**Exercise objective:**
The data that follows should be copied out exactly.

-- Opening Marker --

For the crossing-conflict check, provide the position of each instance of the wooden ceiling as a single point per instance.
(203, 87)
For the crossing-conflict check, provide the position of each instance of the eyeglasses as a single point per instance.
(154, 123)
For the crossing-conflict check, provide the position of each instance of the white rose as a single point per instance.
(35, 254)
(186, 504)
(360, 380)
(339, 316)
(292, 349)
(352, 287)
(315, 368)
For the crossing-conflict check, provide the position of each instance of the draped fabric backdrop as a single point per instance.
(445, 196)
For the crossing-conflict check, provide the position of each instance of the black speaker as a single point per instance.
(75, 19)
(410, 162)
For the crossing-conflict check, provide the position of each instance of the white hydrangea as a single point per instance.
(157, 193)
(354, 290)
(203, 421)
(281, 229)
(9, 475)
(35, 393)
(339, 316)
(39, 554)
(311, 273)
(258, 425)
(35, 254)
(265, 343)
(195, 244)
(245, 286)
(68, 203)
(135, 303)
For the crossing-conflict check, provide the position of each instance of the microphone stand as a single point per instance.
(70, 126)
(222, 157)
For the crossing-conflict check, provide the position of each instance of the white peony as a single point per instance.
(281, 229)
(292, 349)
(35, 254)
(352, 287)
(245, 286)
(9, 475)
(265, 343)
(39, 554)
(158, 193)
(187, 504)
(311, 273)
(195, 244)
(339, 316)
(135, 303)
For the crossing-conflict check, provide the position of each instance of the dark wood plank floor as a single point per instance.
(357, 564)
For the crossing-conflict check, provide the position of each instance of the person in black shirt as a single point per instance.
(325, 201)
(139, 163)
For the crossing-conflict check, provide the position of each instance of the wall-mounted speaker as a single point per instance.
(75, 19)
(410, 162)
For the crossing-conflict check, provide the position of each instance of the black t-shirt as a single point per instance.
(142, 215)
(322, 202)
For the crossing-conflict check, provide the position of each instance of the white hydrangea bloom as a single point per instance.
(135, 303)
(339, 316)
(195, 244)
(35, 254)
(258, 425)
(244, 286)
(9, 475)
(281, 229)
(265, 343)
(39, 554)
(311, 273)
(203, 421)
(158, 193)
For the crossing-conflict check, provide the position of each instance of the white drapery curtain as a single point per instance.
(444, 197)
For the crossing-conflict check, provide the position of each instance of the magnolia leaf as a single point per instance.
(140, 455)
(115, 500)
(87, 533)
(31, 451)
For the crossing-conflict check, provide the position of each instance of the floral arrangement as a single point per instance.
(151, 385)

-- Closing Marker --

**Answer below:**
For the crossing-conflict check, provide the position of each instance of the wooden ceiling as a single point per instance.
(203, 87)
For the crossing-conflict check, provide the position of each instance of the eyeglasses as a single point per instance.
(154, 123)
For the crossing-conflict check, provide the position of each instance of the white rose as a single point per instance.
(35, 254)
(186, 504)
(360, 380)
(339, 316)
(292, 349)
(352, 287)
(315, 368)
For the crossing-conflict check, provide the position of each instance of the draped fabric backdrop as a single point per instance.
(445, 196)
For the crossing-conflict check, provide the position of each instance of the black speaker as a single point per instance.
(75, 19)
(410, 162)
For the crossing-conflict check, provide the position of each instance of the white hydrangea as a single point per instance.
(157, 193)
(354, 290)
(203, 421)
(281, 229)
(9, 475)
(35, 393)
(339, 316)
(39, 554)
(311, 273)
(258, 425)
(35, 254)
(265, 343)
(195, 244)
(245, 286)
(68, 203)
(135, 303)
For the crossing-conflict check, provide the position of each instance of the microphone stand as a single point per instance.
(70, 126)
(222, 157)
For the crossing-conflict check, provide the position of each instance of the white peony as a single point per instance.
(281, 229)
(292, 349)
(35, 254)
(352, 287)
(245, 286)
(9, 475)
(265, 343)
(39, 554)
(158, 193)
(187, 504)
(311, 273)
(195, 244)
(339, 316)
(135, 303)
For the crossing-conflict check, provide the position of each instance of the dark wood plank floor as a single point per instance.
(357, 564)
For the crossing-conflict check, provide the position of each instance of the person in black shirt as a single point per instance.
(325, 201)
(139, 163)
For the crossing-conflict check, provide the position of each instance of the wall-mounted speaker as a single point per instance.
(75, 19)
(410, 162)
For the crossing-conflict check, provide the position of each instance of the black t-shirt as a single point per instance.
(142, 215)
(322, 202)
For the crossing-conflict check, provide the position of each instance of the white hydrangea bloom as a single point per instance.
(135, 303)
(339, 316)
(195, 244)
(35, 254)
(258, 425)
(244, 286)
(9, 475)
(281, 229)
(265, 343)
(39, 554)
(311, 273)
(203, 421)
(158, 193)
For the crossing-conflict check, provide the position of each instance of the white drapery curtain as a single point per instance.
(444, 197)
For the crossing-conflict check, provide the position of each instance of the magnolia leaf as a single point per instance.
(140, 455)
(115, 500)
(87, 533)
(31, 451)
For the crossing-conflict check, provide the position of each instance of the floral arrangement as a single point per instance.
(151, 385)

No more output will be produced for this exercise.